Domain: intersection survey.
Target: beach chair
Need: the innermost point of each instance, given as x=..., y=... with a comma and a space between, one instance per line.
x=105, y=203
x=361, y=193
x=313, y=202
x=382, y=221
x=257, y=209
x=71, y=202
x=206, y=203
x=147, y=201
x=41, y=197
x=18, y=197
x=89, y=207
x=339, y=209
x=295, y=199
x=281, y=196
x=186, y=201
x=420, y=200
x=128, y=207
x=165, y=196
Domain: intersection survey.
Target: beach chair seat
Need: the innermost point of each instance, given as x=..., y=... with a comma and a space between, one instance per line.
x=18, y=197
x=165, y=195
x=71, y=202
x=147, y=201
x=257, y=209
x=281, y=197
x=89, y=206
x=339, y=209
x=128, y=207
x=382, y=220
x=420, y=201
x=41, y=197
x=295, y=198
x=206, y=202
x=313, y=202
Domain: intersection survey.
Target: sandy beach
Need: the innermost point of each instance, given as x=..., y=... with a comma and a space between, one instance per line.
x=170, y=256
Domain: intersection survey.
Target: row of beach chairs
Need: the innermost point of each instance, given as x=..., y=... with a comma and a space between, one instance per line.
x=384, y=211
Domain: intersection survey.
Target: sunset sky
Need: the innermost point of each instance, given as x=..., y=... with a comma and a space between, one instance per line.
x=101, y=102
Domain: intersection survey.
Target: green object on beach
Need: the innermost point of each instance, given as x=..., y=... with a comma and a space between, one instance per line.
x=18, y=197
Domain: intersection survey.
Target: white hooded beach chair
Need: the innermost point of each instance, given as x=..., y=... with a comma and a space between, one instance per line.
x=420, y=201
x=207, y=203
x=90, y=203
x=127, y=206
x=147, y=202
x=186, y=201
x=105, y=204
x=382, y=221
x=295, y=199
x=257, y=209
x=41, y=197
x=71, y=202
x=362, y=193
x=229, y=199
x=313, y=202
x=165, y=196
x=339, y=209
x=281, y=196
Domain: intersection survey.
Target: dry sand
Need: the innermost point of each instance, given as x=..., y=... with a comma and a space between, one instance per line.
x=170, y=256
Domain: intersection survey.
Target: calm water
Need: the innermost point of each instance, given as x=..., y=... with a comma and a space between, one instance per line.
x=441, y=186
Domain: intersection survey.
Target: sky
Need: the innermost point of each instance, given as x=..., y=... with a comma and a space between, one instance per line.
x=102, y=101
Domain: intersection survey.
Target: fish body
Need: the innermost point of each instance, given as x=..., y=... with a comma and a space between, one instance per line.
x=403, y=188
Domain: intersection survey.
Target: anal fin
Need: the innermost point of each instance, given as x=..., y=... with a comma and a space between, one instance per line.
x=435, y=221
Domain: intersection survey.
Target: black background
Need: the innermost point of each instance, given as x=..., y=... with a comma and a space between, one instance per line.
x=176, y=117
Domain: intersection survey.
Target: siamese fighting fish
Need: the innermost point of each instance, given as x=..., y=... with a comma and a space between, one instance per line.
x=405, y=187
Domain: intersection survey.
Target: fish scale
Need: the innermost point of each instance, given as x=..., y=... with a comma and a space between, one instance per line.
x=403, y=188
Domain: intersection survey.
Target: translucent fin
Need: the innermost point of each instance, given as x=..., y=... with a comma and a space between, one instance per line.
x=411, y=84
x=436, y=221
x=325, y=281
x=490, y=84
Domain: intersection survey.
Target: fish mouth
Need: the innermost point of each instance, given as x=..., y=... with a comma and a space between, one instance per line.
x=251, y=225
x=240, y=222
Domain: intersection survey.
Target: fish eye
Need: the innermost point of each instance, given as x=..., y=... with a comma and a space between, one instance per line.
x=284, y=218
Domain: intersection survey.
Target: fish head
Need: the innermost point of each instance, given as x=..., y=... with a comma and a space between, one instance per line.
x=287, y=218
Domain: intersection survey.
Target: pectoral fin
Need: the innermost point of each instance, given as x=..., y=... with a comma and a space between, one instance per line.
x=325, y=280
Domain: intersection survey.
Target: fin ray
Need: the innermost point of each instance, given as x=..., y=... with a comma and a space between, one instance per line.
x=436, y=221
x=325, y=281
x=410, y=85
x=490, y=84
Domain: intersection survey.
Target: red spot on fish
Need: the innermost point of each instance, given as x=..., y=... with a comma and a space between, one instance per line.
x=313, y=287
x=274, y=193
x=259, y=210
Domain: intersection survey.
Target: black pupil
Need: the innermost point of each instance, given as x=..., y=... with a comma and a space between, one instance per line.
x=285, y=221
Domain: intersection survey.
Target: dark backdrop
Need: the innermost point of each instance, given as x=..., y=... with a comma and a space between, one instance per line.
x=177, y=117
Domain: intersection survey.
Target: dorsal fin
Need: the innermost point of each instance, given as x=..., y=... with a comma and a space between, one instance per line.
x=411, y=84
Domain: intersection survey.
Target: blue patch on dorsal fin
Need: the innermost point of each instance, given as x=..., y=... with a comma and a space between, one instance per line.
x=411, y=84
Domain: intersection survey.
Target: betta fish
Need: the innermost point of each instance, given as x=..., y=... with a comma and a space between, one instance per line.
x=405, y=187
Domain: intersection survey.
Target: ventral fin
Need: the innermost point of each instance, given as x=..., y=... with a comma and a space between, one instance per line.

──────────

THE EXERCISE |
Identify every line of the records that contains the string "fish", and copy each such line.

WRITTEN REPLY |
Target: fish body
Target: siamese fighting fish
Target: fish scale
Target: fish mouth
Target: fish eye
Target: fish head
Target: red spot on fish
Target: betta fish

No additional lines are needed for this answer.